**WHAT YOU SHOULD DO**
Copy out each line of the entries below in which the string "provide" appears.
BEGIN
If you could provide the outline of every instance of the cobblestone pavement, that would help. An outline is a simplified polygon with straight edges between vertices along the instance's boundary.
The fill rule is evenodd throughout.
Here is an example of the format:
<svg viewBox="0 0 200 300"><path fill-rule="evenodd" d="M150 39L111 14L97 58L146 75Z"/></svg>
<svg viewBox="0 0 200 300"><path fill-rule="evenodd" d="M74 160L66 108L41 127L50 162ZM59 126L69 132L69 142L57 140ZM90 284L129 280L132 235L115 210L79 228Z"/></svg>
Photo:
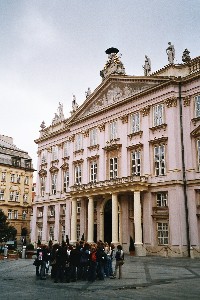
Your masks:
<svg viewBox="0 0 200 300"><path fill-rule="evenodd" d="M200 259L127 255L123 279L54 283L37 279L33 260L0 261L0 299L200 299Z"/></svg>

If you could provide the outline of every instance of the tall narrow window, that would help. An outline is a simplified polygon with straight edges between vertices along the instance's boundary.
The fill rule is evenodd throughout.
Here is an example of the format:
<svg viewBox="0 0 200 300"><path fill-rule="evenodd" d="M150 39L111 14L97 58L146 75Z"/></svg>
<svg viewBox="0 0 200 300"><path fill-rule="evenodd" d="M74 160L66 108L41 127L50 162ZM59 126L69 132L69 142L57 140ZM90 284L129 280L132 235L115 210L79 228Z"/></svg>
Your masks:
<svg viewBox="0 0 200 300"><path fill-rule="evenodd" d="M79 151L82 149L82 134L79 133L75 138L75 151Z"/></svg>
<svg viewBox="0 0 200 300"><path fill-rule="evenodd" d="M97 162L92 161L90 164L90 181L96 182L97 181Z"/></svg>
<svg viewBox="0 0 200 300"><path fill-rule="evenodd" d="M62 238L62 241L65 240L65 226L64 225L61 226L61 238Z"/></svg>
<svg viewBox="0 0 200 300"><path fill-rule="evenodd" d="M153 107L153 126L159 126L164 123L163 104L157 104Z"/></svg>
<svg viewBox="0 0 200 300"><path fill-rule="evenodd" d="M10 201L14 201L14 192L13 191L10 192Z"/></svg>
<svg viewBox="0 0 200 300"><path fill-rule="evenodd" d="M12 209L8 210L8 219L11 220L12 219Z"/></svg>
<svg viewBox="0 0 200 300"><path fill-rule="evenodd" d="M15 192L15 201L19 202L19 192Z"/></svg>
<svg viewBox="0 0 200 300"><path fill-rule="evenodd" d="M200 96L195 97L195 117L200 117Z"/></svg>
<svg viewBox="0 0 200 300"><path fill-rule="evenodd" d="M28 194L24 194L23 202L28 203Z"/></svg>
<svg viewBox="0 0 200 300"><path fill-rule="evenodd" d="M42 176L40 177L40 193L42 197L44 197L45 194L45 185L46 185L46 177Z"/></svg>
<svg viewBox="0 0 200 300"><path fill-rule="evenodd" d="M4 190L0 190L0 200L4 200Z"/></svg>
<svg viewBox="0 0 200 300"><path fill-rule="evenodd" d="M46 150L42 150L41 152L41 163L45 164L47 162Z"/></svg>
<svg viewBox="0 0 200 300"><path fill-rule="evenodd" d="M11 181L12 183L15 182L15 174L11 174L11 175L10 175L10 181Z"/></svg>
<svg viewBox="0 0 200 300"><path fill-rule="evenodd" d="M67 141L67 142L64 143L63 156L68 157L69 156L69 151L70 151L70 142Z"/></svg>
<svg viewBox="0 0 200 300"><path fill-rule="evenodd" d="M42 227L38 227L38 240L42 240Z"/></svg>
<svg viewBox="0 0 200 300"><path fill-rule="evenodd" d="M3 181L3 182L6 181L6 172L1 173L1 181Z"/></svg>
<svg viewBox="0 0 200 300"><path fill-rule="evenodd" d="M168 245L169 244L169 230L168 223L157 223L158 232L158 245Z"/></svg>
<svg viewBox="0 0 200 300"><path fill-rule="evenodd" d="M140 114L139 112L133 114L131 116L132 124L131 124L131 129L132 133L138 132L140 130Z"/></svg>
<svg viewBox="0 0 200 300"><path fill-rule="evenodd" d="M131 153L131 164L132 164L132 176L140 176L141 165L140 165L140 151L133 151Z"/></svg>
<svg viewBox="0 0 200 300"><path fill-rule="evenodd" d="M17 174L17 183L20 183L20 180L21 180L21 176Z"/></svg>
<svg viewBox="0 0 200 300"><path fill-rule="evenodd" d="M54 226L49 226L49 240L54 240Z"/></svg>
<svg viewBox="0 0 200 300"><path fill-rule="evenodd" d="M167 193L157 193L156 195L157 207L168 206L167 204Z"/></svg>
<svg viewBox="0 0 200 300"><path fill-rule="evenodd" d="M24 184L29 184L29 177L28 176L25 176L25 179L24 179Z"/></svg>
<svg viewBox="0 0 200 300"><path fill-rule="evenodd" d="M110 139L114 140L117 138L117 121L110 123Z"/></svg>
<svg viewBox="0 0 200 300"><path fill-rule="evenodd" d="M197 141L197 164L200 172L200 140Z"/></svg>
<svg viewBox="0 0 200 300"><path fill-rule="evenodd" d="M81 178L81 165L76 165L74 168L75 172L75 183L81 184L82 178Z"/></svg>
<svg viewBox="0 0 200 300"><path fill-rule="evenodd" d="M81 212L81 201L77 201L77 214Z"/></svg>
<svg viewBox="0 0 200 300"><path fill-rule="evenodd" d="M165 146L159 145L154 148L155 175L165 175Z"/></svg>
<svg viewBox="0 0 200 300"><path fill-rule="evenodd" d="M80 235L81 235L80 224L77 224L77 226L76 226L76 232L77 232L77 240L79 240L80 239Z"/></svg>
<svg viewBox="0 0 200 300"><path fill-rule="evenodd" d="M117 178L117 157L110 159L110 179Z"/></svg>
<svg viewBox="0 0 200 300"><path fill-rule="evenodd" d="M57 185L57 173L51 175L51 193L52 195L56 194L56 185Z"/></svg>
<svg viewBox="0 0 200 300"><path fill-rule="evenodd" d="M58 146L52 146L52 160L58 159Z"/></svg>
<svg viewBox="0 0 200 300"><path fill-rule="evenodd" d="M69 170L63 171L63 191L64 193L67 192L67 189L69 187Z"/></svg>
<svg viewBox="0 0 200 300"><path fill-rule="evenodd" d="M15 219L15 220L18 219L18 210L14 210L14 219Z"/></svg>
<svg viewBox="0 0 200 300"><path fill-rule="evenodd" d="M90 146L97 145L97 128L90 130Z"/></svg>

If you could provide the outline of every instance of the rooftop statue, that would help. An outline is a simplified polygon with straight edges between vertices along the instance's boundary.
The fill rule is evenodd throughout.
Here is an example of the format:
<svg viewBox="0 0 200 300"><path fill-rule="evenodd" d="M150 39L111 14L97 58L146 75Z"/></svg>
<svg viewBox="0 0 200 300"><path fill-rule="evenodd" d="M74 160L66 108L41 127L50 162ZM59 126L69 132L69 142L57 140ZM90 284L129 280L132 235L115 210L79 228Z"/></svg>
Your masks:
<svg viewBox="0 0 200 300"><path fill-rule="evenodd" d="M108 54L108 60L103 68L100 71L100 76L102 79L105 79L111 74L125 75L125 68L121 62L121 55L118 55L119 50L117 48L109 48L106 51Z"/></svg>
<svg viewBox="0 0 200 300"><path fill-rule="evenodd" d="M52 120L52 125L64 120L64 113L63 113L63 104L59 102L57 113L54 113L54 118Z"/></svg>
<svg viewBox="0 0 200 300"><path fill-rule="evenodd" d="M72 112L74 113L78 108L78 103L76 102L76 96L73 95L73 100L72 100Z"/></svg>
<svg viewBox="0 0 200 300"><path fill-rule="evenodd" d="M90 95L91 95L91 89L90 88L88 88L88 90L85 92L85 96L86 96L86 98L87 97L89 97Z"/></svg>
<svg viewBox="0 0 200 300"><path fill-rule="evenodd" d="M41 123L41 125L40 125L40 128L43 130L45 127L46 127L45 122L42 121L42 123Z"/></svg>
<svg viewBox="0 0 200 300"><path fill-rule="evenodd" d="M173 64L174 63L174 59L175 59L174 45L172 45L171 42L169 42L168 45L169 46L166 49L167 56L168 56L168 62L169 62L169 64Z"/></svg>
<svg viewBox="0 0 200 300"><path fill-rule="evenodd" d="M184 63L188 63L191 61L191 57L190 57L190 51L186 48L183 51L183 55L182 55L182 62Z"/></svg>
<svg viewBox="0 0 200 300"><path fill-rule="evenodd" d="M145 62L144 62L144 66L142 66L144 69L144 76L148 76L151 73L151 60L150 58L145 55Z"/></svg>

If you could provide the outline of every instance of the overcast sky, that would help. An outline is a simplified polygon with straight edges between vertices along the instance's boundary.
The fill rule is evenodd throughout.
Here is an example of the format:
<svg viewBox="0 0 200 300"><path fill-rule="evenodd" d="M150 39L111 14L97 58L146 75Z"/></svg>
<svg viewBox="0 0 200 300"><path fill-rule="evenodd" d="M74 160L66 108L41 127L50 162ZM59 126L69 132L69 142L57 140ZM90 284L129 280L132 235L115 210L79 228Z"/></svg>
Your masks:
<svg viewBox="0 0 200 300"><path fill-rule="evenodd" d="M37 168L40 124L50 125L63 103L70 116L88 87L100 83L105 50L122 53L126 74L143 75L176 63L185 48L200 55L200 0L0 0L0 134L28 151Z"/></svg>

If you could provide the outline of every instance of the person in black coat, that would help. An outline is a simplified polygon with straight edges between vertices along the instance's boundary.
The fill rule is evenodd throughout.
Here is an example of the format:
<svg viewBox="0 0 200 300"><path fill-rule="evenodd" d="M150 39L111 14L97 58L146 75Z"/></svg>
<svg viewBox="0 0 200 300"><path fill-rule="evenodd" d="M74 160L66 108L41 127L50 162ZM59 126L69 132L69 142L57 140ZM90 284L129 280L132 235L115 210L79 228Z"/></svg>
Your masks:
<svg viewBox="0 0 200 300"><path fill-rule="evenodd" d="M67 247L64 242L62 243L62 246L59 246L59 248L57 249L55 258L56 258L56 277L54 282L57 283L59 279L61 282L63 282L65 267L68 260Z"/></svg>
END
**THE COMPLETED TASK**
If you could provide the outline of every instance of the cobblestone pavement, that would help. An outline is a simplified polygon with straight edges between vertices along the instance's boundary.
If you could provide the outline of every instance of the tall narrow window, that would help. An outline is a simplified polygon with straight edges between vertices along the instance's boundary.
If you could provide the outline of every instance of the rooftop statue, that would help. An outline is a simplified polygon with straight edges between vertices along the instance's boundary.
If you could provide the outline of every instance of the overcast sky, that would help. An outline is a simplified polygon with straight edges between vertices along the instance's boundary.
If you could provide the outline of every instance of the person in black coat, that would help. An outline is a simplified polygon with straight edges between vertices along the instance's boundary.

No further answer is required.